**TASK OBJECTIVE**. Could you return the data that follows exactly, minus the images?

Collection entries
++++++++++

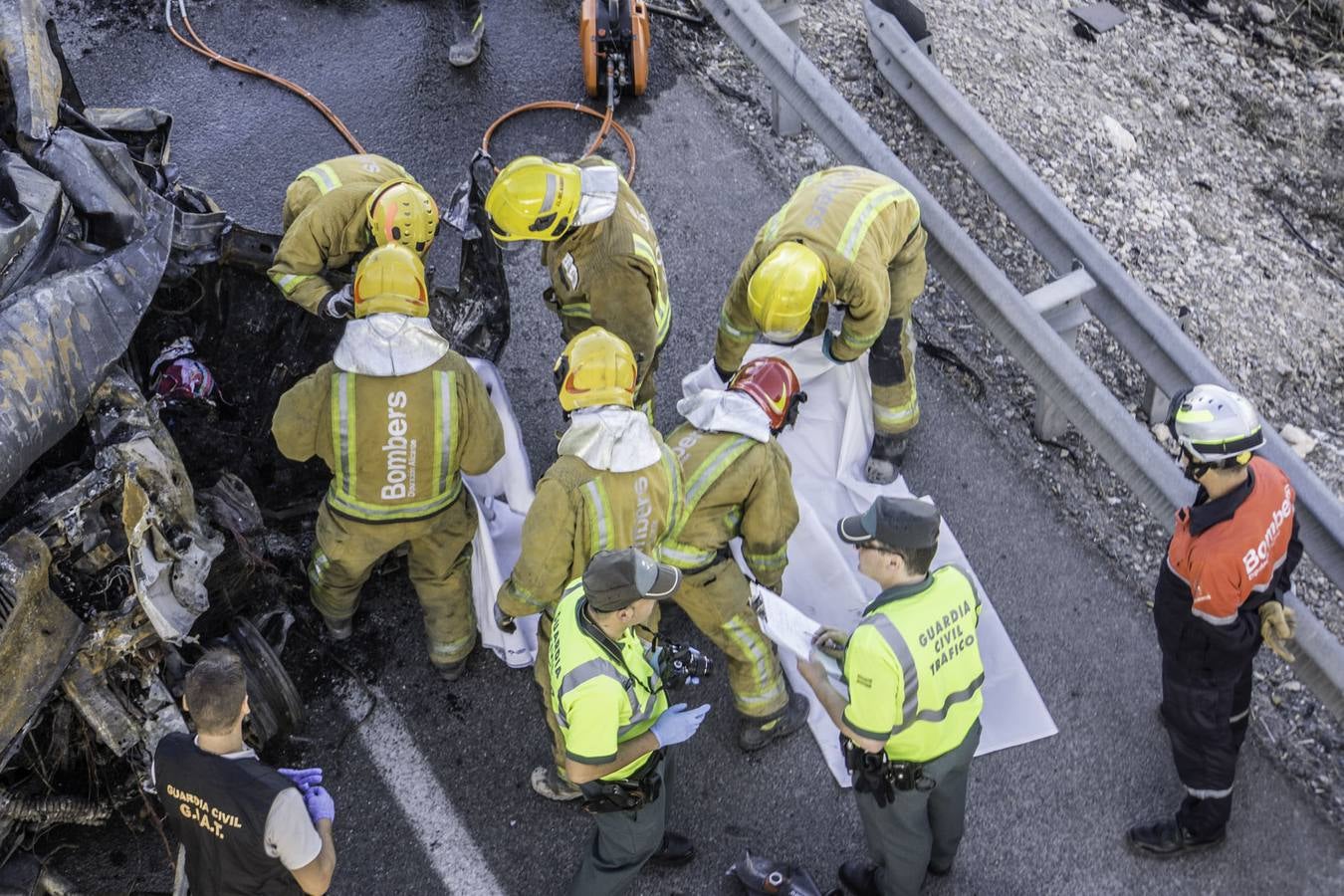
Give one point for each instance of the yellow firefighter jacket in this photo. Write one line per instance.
(734, 487)
(396, 445)
(579, 511)
(326, 223)
(610, 274)
(857, 222)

++++++++++

**TASK OUTPUT**.
Give one point for each instance of the yellow firefighter jacket in this photo. Write one line per instance.
(734, 487)
(396, 445)
(579, 511)
(326, 223)
(610, 274)
(857, 222)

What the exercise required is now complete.